Exercise details
Copy each of the following lines word for word, without any change.

Available data
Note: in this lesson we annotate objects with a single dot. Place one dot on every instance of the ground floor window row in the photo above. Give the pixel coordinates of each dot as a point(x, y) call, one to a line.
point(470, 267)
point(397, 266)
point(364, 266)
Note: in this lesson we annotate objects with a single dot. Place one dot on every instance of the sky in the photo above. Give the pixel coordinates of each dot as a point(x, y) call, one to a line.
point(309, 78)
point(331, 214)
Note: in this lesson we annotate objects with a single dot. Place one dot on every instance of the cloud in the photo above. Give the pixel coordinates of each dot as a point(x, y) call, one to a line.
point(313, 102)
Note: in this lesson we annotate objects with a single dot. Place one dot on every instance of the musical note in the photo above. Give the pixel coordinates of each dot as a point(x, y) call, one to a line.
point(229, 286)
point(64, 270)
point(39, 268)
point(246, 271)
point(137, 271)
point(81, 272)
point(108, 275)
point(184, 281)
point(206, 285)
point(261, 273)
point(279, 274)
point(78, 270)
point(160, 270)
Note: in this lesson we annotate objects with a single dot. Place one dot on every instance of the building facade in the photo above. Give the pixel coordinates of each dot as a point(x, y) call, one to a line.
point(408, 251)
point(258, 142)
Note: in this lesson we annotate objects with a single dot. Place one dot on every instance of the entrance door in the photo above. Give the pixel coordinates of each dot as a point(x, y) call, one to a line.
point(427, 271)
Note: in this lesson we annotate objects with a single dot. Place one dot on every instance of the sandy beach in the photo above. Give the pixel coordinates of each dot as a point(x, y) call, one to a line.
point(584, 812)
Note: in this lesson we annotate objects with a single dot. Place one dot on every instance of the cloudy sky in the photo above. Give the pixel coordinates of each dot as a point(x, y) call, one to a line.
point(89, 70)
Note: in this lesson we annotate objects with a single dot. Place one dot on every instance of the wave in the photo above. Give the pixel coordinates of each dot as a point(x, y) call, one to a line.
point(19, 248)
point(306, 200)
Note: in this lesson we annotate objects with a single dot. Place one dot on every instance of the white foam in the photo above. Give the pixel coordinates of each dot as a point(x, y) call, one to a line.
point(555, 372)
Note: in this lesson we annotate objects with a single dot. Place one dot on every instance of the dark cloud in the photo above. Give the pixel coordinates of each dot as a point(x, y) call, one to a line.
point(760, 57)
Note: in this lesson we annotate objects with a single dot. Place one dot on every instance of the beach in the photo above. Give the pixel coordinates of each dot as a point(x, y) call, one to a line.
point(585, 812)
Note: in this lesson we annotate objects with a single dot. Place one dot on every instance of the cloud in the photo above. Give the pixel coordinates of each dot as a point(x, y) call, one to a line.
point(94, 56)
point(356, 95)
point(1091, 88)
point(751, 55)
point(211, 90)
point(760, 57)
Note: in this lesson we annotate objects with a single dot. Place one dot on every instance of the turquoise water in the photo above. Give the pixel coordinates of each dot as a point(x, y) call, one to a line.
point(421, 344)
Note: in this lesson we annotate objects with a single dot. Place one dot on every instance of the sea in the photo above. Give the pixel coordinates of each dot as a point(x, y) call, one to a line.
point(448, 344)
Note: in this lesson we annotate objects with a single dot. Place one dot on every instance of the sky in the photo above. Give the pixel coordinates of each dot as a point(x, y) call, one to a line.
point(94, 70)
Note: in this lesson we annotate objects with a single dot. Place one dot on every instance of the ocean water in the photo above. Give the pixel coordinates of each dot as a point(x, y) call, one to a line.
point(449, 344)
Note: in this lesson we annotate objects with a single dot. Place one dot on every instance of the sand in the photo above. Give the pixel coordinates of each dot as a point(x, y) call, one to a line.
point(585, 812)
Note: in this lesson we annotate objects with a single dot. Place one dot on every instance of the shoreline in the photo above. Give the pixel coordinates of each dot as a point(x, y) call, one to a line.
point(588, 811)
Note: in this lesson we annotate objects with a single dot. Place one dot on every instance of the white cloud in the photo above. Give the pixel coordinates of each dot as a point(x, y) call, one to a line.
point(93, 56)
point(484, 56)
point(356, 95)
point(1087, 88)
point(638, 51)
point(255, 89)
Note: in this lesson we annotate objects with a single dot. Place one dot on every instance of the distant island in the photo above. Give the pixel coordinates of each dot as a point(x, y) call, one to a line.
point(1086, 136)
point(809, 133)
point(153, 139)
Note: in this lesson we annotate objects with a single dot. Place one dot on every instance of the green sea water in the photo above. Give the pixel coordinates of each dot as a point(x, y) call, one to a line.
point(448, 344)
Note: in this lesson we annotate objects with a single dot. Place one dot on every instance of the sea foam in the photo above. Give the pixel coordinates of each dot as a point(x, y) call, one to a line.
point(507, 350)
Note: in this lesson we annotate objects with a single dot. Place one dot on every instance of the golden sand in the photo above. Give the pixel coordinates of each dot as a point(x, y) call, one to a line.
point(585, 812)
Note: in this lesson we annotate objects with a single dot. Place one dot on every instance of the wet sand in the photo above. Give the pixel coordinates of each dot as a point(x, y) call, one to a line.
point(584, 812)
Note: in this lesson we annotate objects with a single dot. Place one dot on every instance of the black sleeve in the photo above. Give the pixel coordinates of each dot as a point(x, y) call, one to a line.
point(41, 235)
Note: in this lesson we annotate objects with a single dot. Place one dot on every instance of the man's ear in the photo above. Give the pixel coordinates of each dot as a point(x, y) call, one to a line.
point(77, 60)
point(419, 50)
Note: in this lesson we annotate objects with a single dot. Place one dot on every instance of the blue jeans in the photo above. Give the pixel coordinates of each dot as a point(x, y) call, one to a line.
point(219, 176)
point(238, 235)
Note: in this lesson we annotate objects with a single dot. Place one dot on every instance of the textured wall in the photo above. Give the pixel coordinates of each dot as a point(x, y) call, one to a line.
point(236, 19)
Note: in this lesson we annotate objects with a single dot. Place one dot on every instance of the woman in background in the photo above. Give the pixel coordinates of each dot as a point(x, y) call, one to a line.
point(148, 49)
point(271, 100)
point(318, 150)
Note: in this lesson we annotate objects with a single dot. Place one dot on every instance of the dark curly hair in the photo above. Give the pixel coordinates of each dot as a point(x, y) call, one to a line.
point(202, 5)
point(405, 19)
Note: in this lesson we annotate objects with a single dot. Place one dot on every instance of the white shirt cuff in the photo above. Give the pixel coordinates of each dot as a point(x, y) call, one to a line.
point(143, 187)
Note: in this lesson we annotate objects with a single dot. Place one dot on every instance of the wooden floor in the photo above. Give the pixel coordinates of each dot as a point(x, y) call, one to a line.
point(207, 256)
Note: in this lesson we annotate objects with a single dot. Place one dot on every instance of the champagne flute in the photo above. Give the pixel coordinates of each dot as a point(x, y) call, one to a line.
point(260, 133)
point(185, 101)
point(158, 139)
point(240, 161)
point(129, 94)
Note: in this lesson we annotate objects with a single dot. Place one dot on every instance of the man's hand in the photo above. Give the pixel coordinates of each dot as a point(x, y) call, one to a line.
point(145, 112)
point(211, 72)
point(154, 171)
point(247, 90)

Full answer
Note: in this lesson we annotate objects with a single dot. Place one dot on every instance of the ground floor window row in the photo above. Give the pixel coordinates of each dot as a point(x, y) call, one to a line.
point(470, 267)
point(397, 266)
point(364, 266)
Note: in this lesson we annotate objects with a single dot. Place one dot on every instance of the sky in the photo above. Give the pixel coordinates of each dot as a point(x, y) call, one to a line.
point(309, 78)
point(331, 214)
Note: in this lesson we annotate objects with a single dot. Place one dot on every instance of the cloud in the photo above. Give the pixel coordinates of each dot as a point(x, y) call, one to a line.
point(313, 102)
Note: in this lesson we annotate objects with a single dot. Place one dot on every instance of the musical note in the photo above. Give the pixel coordinates of each dot as a point(x, y) call, one to a line.
point(229, 286)
point(64, 270)
point(39, 268)
point(246, 271)
point(137, 271)
point(81, 272)
point(108, 275)
point(184, 281)
point(206, 285)
point(261, 273)
point(279, 274)
point(78, 270)
point(160, 270)
Note: in this lesson we annotate objects with a single dot. Place one dot on every instance of the building facade in the photo above. Give the pixel coordinates of each dot as a point(x, y) call, one to a line.
point(408, 251)
point(258, 142)
Note: in this lesson we annotate objects with a single dot. Place one dot on every instance of the entrance door in the photo above. Give the pixel coordinates of each dot as a point(x, y) call, one to a line.
point(427, 271)
Note: in this lesson we annotate objects with a single dot. Place one dot on every instance of the sandy beach in the photo above. Give the pixel coordinates of each dot as a point(x, y) call, one to a line.
point(584, 812)
Note: in this lesson we annotate objects with a single dot. Place one dot on every instance of the cloudy sky in the photo above. Give the pixel coordinates of each dot as a point(x, y) call, one to a line.
point(89, 70)
Note: in this lesson we annotate objects with a single dot. Place one dot on every instance of the wave in the photo above. Give the pixel coordinates of each dot as a point(x, y) call, one to a line.
point(19, 248)
point(306, 200)
Note: in this lesson we annotate objects with a single dot. Place one dot on every instance of the white foam in the photo above. Give the pixel coordinates of each dot as a point(x, y) call, one to a line.
point(555, 372)
Note: in this lesson we annotate objects with a single dot. Place one dot on every instance of the dark cloud in the photo above. Give the pixel coordinates of each dot as a point(x, y) call, one to a line.
point(760, 57)
Note: in this lesson we annotate objects with a single dot. Place one dot on every instance of the beach in the photo above. Give the pixel coordinates of each dot as a point(x, y) call, one to a line.
point(585, 812)
Note: in this lesson we annotate objects with a single dot. Place one dot on every instance of the cloud in the photo above. Give the pixel coordinates of each dot as a point(x, y) call, one to a line.
point(94, 56)
point(356, 95)
point(1091, 88)
point(751, 55)
point(211, 90)
point(760, 57)
Note: in this lesson we annotate objects with a single dot. Place one dot on every instance of the turquoise water in the photo above. Give the pixel coordinates of each dot as a point(x, y) call, one to a line.
point(421, 344)
Note: in this lesson we annotate objects with a single dot. Place one dot on every instance of the sea in the photo above. Give the pixel coordinates of each dot as a point(x, y) call, one to a line.
point(448, 344)
Note: in this lesson we annotate objects with a single dot. Place one dot on every instance of the sky in the photo above. Give the pixel coordinates of each dot as a point(x, y) call, one to a line.
point(94, 70)
Note: in this lesson we annotate objects with a single dot. Place one dot on every instance of the ocean water in the photo above. Give the pixel coordinates of each dot as a point(x, y) call, one to a line.
point(449, 344)
Note: in this lesson we annotate objects with a single dot. Place one dot on every instance of the sand in the photo above. Give the pixel coordinates of each dot as a point(x, y) call, one to a line.
point(585, 812)
Note: in this lesson we annotate objects with a single dot. Place one dot on every instance of the shoreline in the photo above. Give the pixel coordinates of each dot as a point(x, y) call, one to a line.
point(588, 811)
Note: in this lesson we annotate objects with a single dot. Place one dot on every instance of the white cloud in the photo above. Give the pixel coordinates of each dot as a point(x, y) call, one to a line.
point(93, 56)
point(484, 56)
point(356, 95)
point(1087, 88)
point(638, 51)
point(255, 89)
Note: in this lesson we annotate objects with a single dot. Place one dot on every instance of the distant island in the photo above. Give the pixel coordinates of each dot as a point(x, y) call, one to a line.
point(1086, 136)
point(809, 133)
point(153, 139)
Note: in this lesson we annotate objects with a single dot. Place one dot on every instance of the green sea water in the photo above. Give the pixel coordinates of each dot as a point(x, y) call, one to a line.
point(448, 344)
Note: in this lesson we annotate objects with a single dot. Place one dot on every instance of the sea foam in the photo above. Give the pixel coordinates of each dot as a point(x, y) call, one to a line.
point(507, 350)
Note: in this lesson we annotate objects with a single dot. Place one dot on every instance of the golden sand in the photo above. Give the pixel coordinates of each dot as a point(x, y) call, one to a line.
point(585, 812)
Note: in this lesson we annotate objects with a single dot. Place one dot on every instance of the wet sand in the photo above. Give the pixel coordinates of each dot as a point(x, y) call, one to a line.
point(584, 812)
Note: in this lesson we annotate objects with a single dot. Place one dot on every instance of the black sleeve in the photo above. Give the pixel coordinates of each dot as a point(x, y) call, one to a line.
point(41, 235)
Note: in this lesson we annotate objects with a single dot. Place one dot on every instance of the man's ear in the photo above. Give the pixel coordinates of each dot as a point(x, y) call, one to a line.
point(77, 60)
point(419, 50)
Note: in this lesson we annotate objects with a single dot. Place one dot on every instance of the blue jeans in the photo above. Give the pixel coordinates of each dot as a point(x, y) call, one to a line.
point(219, 176)
point(238, 235)
Note: in this lesson we annotate objects with a single dot. Place one dot on every instance of the textured wall in the photo above. Give the pixel coordinates of each dot as a point(x, y) call, one to a line.
point(236, 19)
Note: in this lesson we annotate objects with a single dot. Place one dot on every instance of the woman in background in the photo above. Give the pixel coordinates of each dot as a point(x, y) call, one to a line.
point(148, 49)
point(271, 100)
point(318, 150)
Note: in this lesson we annotate objects with a single dot. Place one dot on every instance of the dark curly hair in the photo above. Give the pixel coordinates of each dot as a point(x, y) call, one to a line.
point(202, 5)
point(405, 19)
Note: in this lesson we annotate objects with a single dot. Place one dot on every instance of the white shirt cuff in the photo above. Give the pixel coordinates of each dot as a point(x, y) call, one to a line.
point(143, 187)
Note: in this lesson we annotate objects with a single dot. Place one dot on every instance of the wooden floor in the photo above. Give the pixel coordinates of each dot as a point(x, y) call, one to a line.
point(207, 256)
Note: in this lesson we annotate objects with a single dot. Place one dot on every instance of the champagne flute in the photo above. Give the pixel coordinates of each dot as a point(x, y) call, one to a line.
point(260, 133)
point(185, 101)
point(158, 139)
point(240, 161)
point(129, 94)
Note: in this lesson we annotate objects with a single dot. Place one dot on every instance of the man's hand in the photo above. Give the pixel coordinates of each dot as a point(x, y) call, one to a line.
point(145, 112)
point(211, 72)
point(154, 171)
point(247, 90)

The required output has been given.